▸ **DOCUMENT TEXT**:
--- START ---

A recent editorial in the New York Times highlighted an issue that the Levin & Perconti product liability attorneys have frequently blogged about – food safety. It seems as though in recent years, we have had constant reminders of weaknesses in our nation’s food safety system. According to the Centers for Disease Control and Prevention (“CDC”), 76 million cases of food-related illnesses are reported every year, with over 300,000 hospitalizations and 5,000 wrongful deaths.
Last year’s salmonella outbreak exposed the insufficiencies of our current food regulation system. The salmonella outbreak sickened 1,400 people and sent 286 to the hospital. It took the Food and Drug Administration (“FDA”) two months to finally trace the source of the salmonella outbreak. At first, tomatoes were suspected, but as the sickness spread, investigators traced the problem to spicy Mexican peppers. The delays in figuring out the root of the food safety problem not only put consumers at food poisoning risk, but it also devastated economic prospects for the season for much of the tomato industry.
A Senate Bill can possibly provide an important first step to revamping the food safety program by setting up pilot programs to improve the FDA’s ability to track toxins quickly to any source. The bill would provide new powers for the FDA, which has been understaffed, underfunded, and given too little authority in recent years to prevent food-borne illnesses. The bill would finally give the agency the power to order a mandatory product recall of a food product if there was a reasonable probability of causing serious adverse health consequences or wrongful death.

--- END ---

▸ **INFORMATION GIVEN**:
--- START ---

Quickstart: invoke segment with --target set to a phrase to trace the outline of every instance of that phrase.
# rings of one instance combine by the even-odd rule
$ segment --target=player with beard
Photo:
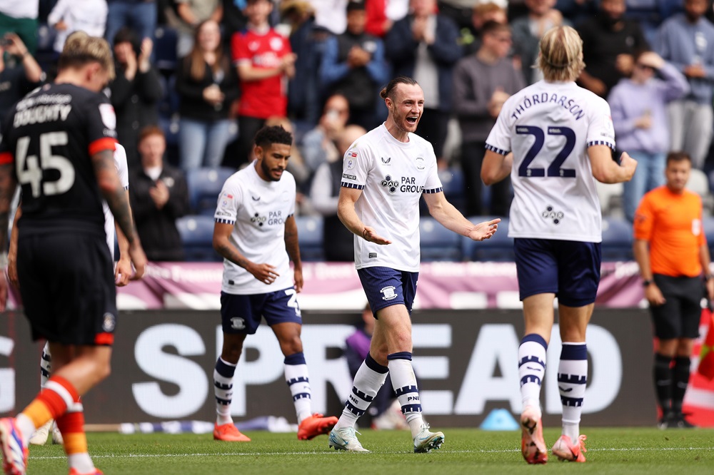
[[[354,235],[355,265],[376,319],[369,353],[355,376],[351,394],[330,446],[369,451],[355,424],[388,372],[411,429],[415,452],[438,449],[444,434],[432,432],[421,417],[411,365],[411,313],[419,272],[419,200],[445,228],[481,241],[500,219],[473,225],[444,198],[431,144],[415,134],[424,111],[424,93],[411,78],[397,77],[380,96],[387,120],[357,139],[345,153],[338,215]]]
[[[223,348],[213,371],[213,439],[248,442],[231,417],[233,377],[246,336],[264,317],[285,356],[285,380],[298,417],[298,439],[326,434],[336,417],[312,413],[310,380],[300,339],[296,294],[303,272],[295,222],[295,178],[286,170],[292,135],[263,127],[255,136],[256,160],[223,185],[216,210],[213,247],[223,257],[221,291]],[[293,272],[291,277],[290,260]]]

--- END ---

▸ **WHAT THIS TASK INVOLVES**: In one to three sentences, explain why the food safety article says the FDA's delay in tracing the salmonella outbreak was harmful.

▸ **ANSWER BOX**: The two-month delay kept consumers at risk of food poisoning. It also devastated the season's economic prospects for much of the tomato industry, because tomatoes were suspected at first before investigators traced the problem to spicy Mexican peppers.